Challenges →
1 – Rewrite the passage of the graph analysis article starting with "The Startup" and going on through "for the connectivity.", changing "data" to "information".
2 – In the graph analysis article, what is the first task given to the reader who joins the fraud-detection and prevention unit?

Document →
--------

Not Exactly Sure How to Find What You Are Looking for? Try Graph Analysis

Published in

The Startup

11 min readSep 8, 2020

You have probably heard it many times already, but the amount of data in the world is growing at an incredible rate. This is in large part due to data storage having become so cheap that where you 20+ years ago would keep only certain (golden) records, you now store everything “just in case”. (This reluctance to throw anything out, has in fact come back to haunt many banks as they now scramble to dig out that one source of the truth — cue heavenly light and angel choir.)
However, it also has a lot to do with the interconnectedness between appliances, devices, cars, and the list goes on. A connectedness that will only increase in coming years. It is obvious that this new digital paradigm beckons a new way of storing and working with data. One which naturally caters for the connectivity.

[…] you are looking for something in a big (and growing) haystack of data, you just don’t know precisely what

Before you get too carried away with that philosophical gaze, staring into the future, I would like to stop you and instead have you imagine that you have recently joined an apparently progressive fraud-detection and prevention unit in a bank or insurance company (this is your imagination, so feel free to pick another company, government entity, etc. where fraud can happen, which would be practically everywhere). Your first task is to find anomalies or suspicious combinations in a BIG dataset. Only problem is that, what constitutes anomalous and suspicious is not well-defined, and in many cases not known. Not to mention that this will change over time — fraudsters tend to be quite agile or maybe we have just never really applied the right tools to find them. In other words, your boss tells you, you are looking for something in a big (and growing) haystack of data, you just don’t know precisely what — plus there are plenty of other stacks around which you may need to add to the mix.

Being the awesome data scientist that you are, you think “no matter, I’ll just run through the motions of exploratory data analysis (EDA), perhaps whip out a few of my favorite clustering algorithms to enrich the data and attach outlier scores, perform some dimensionality reduction tricks and cook up a few nice vizes and wham-bam, we’ll not only have that haystack sorted, but we will also be able to spit out family albums of the data where it will be clear who’s the black sheep”. No surprise really, that you are feeling pretty good about yourself, as you take a sip of coffee and pop open Databricks, Alteryx, a Jupyter notebook or whatever your weapon of choice is for this sort of work, only to realize that nearly all the data fields are pieces of information like account numbers, free text fields, transaction IDs, receiving account IDs, and personal information on the account holders.
Curious about the ensuing swearing, your newfound office-bff leans over to ask what’s going on, only to learn that there will be very little wham and even less bam on account of such data having no obvious ordering and as such not lending itself too well to the analysis approach you had been daydreaming about just before you went for coffee.

--------

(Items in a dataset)
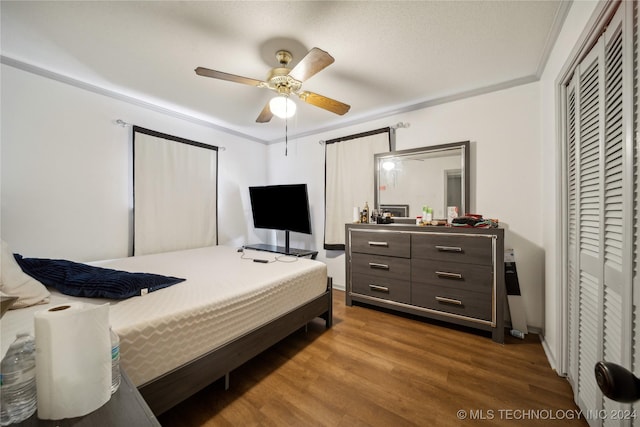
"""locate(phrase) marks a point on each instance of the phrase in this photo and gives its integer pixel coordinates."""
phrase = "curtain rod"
(399, 125)
(124, 124)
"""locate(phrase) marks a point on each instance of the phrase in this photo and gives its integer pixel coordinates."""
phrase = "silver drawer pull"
(448, 275)
(380, 244)
(378, 266)
(449, 300)
(448, 248)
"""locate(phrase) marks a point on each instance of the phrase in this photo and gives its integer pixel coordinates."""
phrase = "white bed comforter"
(223, 297)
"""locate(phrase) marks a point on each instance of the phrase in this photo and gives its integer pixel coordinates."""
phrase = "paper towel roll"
(73, 360)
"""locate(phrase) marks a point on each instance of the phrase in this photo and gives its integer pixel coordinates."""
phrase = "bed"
(177, 340)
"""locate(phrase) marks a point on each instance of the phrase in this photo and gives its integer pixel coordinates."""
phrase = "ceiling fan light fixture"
(282, 106)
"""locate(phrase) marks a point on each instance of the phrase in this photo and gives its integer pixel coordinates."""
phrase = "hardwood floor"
(379, 369)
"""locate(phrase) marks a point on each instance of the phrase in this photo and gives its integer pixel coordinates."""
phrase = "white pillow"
(15, 282)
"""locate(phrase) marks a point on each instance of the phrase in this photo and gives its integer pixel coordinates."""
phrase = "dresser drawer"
(452, 300)
(470, 249)
(385, 288)
(381, 243)
(478, 278)
(381, 266)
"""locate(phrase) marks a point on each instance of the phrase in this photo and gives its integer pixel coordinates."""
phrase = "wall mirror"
(435, 176)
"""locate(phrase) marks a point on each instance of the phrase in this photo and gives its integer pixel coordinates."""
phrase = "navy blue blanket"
(82, 280)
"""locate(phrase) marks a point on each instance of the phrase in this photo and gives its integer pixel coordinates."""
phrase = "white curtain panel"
(175, 193)
(349, 182)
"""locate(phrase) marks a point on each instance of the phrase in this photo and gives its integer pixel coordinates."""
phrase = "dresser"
(452, 274)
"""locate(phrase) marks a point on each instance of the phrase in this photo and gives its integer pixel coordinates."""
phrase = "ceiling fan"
(286, 81)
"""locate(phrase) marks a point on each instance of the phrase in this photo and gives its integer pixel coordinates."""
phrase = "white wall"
(506, 173)
(574, 25)
(66, 169)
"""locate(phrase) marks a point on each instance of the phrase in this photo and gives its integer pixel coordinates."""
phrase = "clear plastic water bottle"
(115, 361)
(18, 381)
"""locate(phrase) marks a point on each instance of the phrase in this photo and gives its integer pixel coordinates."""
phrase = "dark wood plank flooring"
(375, 368)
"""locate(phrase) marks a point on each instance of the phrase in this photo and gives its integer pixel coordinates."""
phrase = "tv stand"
(283, 250)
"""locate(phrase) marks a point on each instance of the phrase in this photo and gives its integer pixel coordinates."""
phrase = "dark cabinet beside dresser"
(446, 273)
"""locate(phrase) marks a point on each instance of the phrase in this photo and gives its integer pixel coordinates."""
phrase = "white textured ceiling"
(390, 56)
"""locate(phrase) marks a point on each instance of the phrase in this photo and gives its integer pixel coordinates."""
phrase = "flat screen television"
(281, 207)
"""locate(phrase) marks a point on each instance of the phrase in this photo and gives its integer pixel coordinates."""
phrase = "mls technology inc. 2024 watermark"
(545, 414)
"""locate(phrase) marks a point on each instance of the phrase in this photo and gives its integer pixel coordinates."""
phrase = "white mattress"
(223, 297)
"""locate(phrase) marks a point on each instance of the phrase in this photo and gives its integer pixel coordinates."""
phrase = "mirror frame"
(463, 146)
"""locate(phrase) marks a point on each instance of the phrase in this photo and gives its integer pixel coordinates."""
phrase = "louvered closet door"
(588, 269)
(616, 246)
(599, 174)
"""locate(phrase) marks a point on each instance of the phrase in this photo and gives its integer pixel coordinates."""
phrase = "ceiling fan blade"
(324, 102)
(313, 62)
(205, 72)
(265, 115)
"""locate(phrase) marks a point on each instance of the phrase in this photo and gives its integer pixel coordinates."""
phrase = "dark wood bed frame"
(175, 386)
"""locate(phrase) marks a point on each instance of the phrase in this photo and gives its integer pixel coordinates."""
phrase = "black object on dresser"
(453, 274)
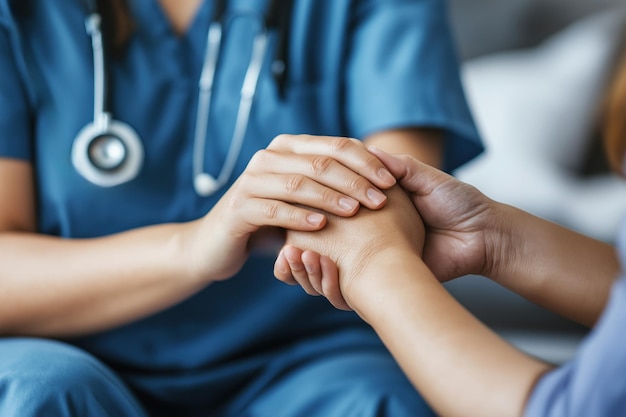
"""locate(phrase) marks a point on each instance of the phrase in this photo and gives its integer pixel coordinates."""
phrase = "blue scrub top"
(355, 67)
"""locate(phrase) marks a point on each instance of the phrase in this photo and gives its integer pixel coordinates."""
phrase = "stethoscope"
(108, 152)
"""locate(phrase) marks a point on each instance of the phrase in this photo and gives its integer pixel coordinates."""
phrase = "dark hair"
(614, 118)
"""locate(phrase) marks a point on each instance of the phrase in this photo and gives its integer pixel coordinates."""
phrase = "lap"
(360, 382)
(46, 377)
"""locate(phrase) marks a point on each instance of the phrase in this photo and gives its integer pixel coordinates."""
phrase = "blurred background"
(535, 73)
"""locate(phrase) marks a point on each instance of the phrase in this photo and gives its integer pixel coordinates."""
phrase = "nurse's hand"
(329, 262)
(460, 223)
(278, 191)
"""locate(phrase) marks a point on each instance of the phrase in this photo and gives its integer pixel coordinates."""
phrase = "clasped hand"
(293, 184)
(430, 214)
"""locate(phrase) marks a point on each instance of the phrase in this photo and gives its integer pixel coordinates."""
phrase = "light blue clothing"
(355, 67)
(594, 382)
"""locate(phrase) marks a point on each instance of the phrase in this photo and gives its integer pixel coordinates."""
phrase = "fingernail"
(315, 219)
(386, 176)
(280, 265)
(348, 203)
(376, 196)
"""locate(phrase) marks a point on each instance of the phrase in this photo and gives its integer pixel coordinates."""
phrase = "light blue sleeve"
(403, 71)
(15, 122)
(594, 383)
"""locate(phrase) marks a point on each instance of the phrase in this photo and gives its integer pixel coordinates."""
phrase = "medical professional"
(390, 263)
(150, 150)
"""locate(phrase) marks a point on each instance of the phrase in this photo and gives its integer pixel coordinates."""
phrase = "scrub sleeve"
(593, 383)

--------

Solutions per task →
1 –
The Startup

11 min readSep 8, 2020

You have probably heard it many times already, but the amount of information in the world is growing at an incredible rate. This is in large part due to information storage having become so cheap that where you 20+ years ago would keep only certain (golden) records, you now store everything “just in case”. (This reluctance to throw anything out, has in fact come back to haunt many banks as they now scramble to dig out that one source of the truth — cue heavenly light and angel choir.)
However, it also has a lot to do with the interconnectedness between appliances, devices, cars, and the list goes on. A connectedness that will only increase in coming years. It is obvious that this new digital paradigm beckons a new way of storing and working with information. One which naturally caters for the connectivity.

2 – To find anomalies or suspicious combinations in a big dataset.